▸ **Your instructions**: Every record shown here needs to be repeated exactly.

▸ **Raw data**:
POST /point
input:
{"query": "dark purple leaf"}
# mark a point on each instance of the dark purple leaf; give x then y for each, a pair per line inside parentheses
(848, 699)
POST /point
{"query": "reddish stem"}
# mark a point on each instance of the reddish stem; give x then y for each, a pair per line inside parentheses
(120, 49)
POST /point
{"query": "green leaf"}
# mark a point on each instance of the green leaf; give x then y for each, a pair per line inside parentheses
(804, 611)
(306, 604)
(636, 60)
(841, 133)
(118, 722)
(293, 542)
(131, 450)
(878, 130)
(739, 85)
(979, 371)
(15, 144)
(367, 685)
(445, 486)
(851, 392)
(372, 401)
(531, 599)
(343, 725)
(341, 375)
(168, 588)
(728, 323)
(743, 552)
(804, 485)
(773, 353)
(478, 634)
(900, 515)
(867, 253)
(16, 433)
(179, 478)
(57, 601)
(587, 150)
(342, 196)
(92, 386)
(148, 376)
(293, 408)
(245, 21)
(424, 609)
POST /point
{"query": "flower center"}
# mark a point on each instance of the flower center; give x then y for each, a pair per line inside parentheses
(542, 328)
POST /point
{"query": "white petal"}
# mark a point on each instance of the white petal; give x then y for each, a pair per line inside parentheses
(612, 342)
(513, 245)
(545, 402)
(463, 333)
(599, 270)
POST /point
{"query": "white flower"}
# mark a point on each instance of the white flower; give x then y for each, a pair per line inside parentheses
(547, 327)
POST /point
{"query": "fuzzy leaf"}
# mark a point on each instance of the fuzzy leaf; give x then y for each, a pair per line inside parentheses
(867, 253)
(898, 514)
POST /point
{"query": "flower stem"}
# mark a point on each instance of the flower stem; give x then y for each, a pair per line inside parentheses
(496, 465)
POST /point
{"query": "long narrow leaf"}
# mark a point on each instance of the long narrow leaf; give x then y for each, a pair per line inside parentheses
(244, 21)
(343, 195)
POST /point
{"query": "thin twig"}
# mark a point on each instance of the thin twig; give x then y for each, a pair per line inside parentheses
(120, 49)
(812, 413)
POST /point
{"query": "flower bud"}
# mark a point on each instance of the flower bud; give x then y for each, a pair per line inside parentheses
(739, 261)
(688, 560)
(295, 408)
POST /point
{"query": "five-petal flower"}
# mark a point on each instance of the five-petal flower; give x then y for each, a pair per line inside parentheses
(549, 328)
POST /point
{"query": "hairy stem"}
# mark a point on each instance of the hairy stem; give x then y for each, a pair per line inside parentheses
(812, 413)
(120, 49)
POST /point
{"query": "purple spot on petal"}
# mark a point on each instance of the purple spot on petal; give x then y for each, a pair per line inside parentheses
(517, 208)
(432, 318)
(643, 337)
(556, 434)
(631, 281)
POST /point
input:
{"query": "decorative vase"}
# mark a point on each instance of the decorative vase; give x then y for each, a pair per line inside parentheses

▸ **Answer section**:
POST /point
input:
{"query": "dark purple leaf"}
# mark a point on each instance of the dark purple leaf; give x then y for each, a pair per line inside parentheses
(848, 699)
POST /point
{"query": "reddish stem"}
# mark a point on each instance of the reddish stem; give x then y for each, a pair per line inside parentheses
(120, 49)
POST /point
{"query": "green leaf"}
# mark a point on each instance of the green leaf; give x then y for each, a pair per line inside parentheses
(804, 611)
(306, 604)
(636, 60)
(841, 133)
(118, 722)
(293, 542)
(131, 450)
(878, 130)
(739, 85)
(979, 371)
(15, 144)
(367, 685)
(445, 486)
(851, 392)
(372, 401)
(531, 599)
(343, 725)
(341, 375)
(168, 588)
(728, 323)
(743, 552)
(804, 485)
(773, 353)
(478, 634)
(900, 515)
(867, 253)
(16, 433)
(179, 478)
(57, 601)
(587, 150)
(342, 196)
(92, 386)
(148, 376)
(293, 408)
(245, 21)
(424, 609)
POST /point
{"query": "flower center"}
# mark a point on each instance of the flower center; give x then y for each, a pair per line inside parentheses
(542, 328)
POST /point
{"query": "white petal"}
# mark a point on each instance of the white petal; give x then y for each, a pair per line inside parentheses
(612, 342)
(513, 245)
(545, 402)
(463, 333)
(599, 270)
POST /point
{"query": "white flower"}
# mark a point on each instance of the white flower; give x then y for each, a pair per line inside parentheses
(547, 327)
POST /point
{"query": "fuzzy leaf"}
# mark a point on each instance of the fuzzy leaf; give x then y for each, a pair per line inside parentheses
(867, 253)
(898, 514)
POST /point
{"query": "flower stem"}
# mark a point on each instance of the flower stem; give x then y for each, a pair per line inside parentheses
(496, 465)
POST /point
{"query": "long narrow leaf"}
# mark a point on each instance of the long narrow leaf; give x then y for each, a pair per line inside parentheses
(244, 21)
(343, 195)
POST /point
{"query": "thin twig"}
# mark a point on each instance of the thin twig; give x then y for each, a pair per line inside parentheses
(120, 49)
(812, 413)
POST /point
{"query": "flower bud"}
# mark a point on each instance of the flower bud; give x then y for each, a pair per line inside parentheses
(739, 261)
(688, 560)
(295, 408)
POST /point
{"query": "five-petal flower"}
# mark a point on each instance of the five-petal flower; give x then y for each, a pair per line inside parentheses
(549, 328)
POST /point
{"query": "hairy stem"}
# mark a point on each instance of the hairy stem; give x then y for each, a pair per line inside parentheses
(812, 413)
(120, 49)
POST /point
{"query": "purple spot on petal"}
# mark a point on each instance of the purple spot on petal; give x then y for each, a pair per line inside parentheses
(517, 208)
(432, 318)
(643, 337)
(556, 434)
(631, 281)
POST /point
input:
{"query": "decorative vase"}
# mark a point on each instance of the decorative vase; give x then y for each, a pair per line inside parentheses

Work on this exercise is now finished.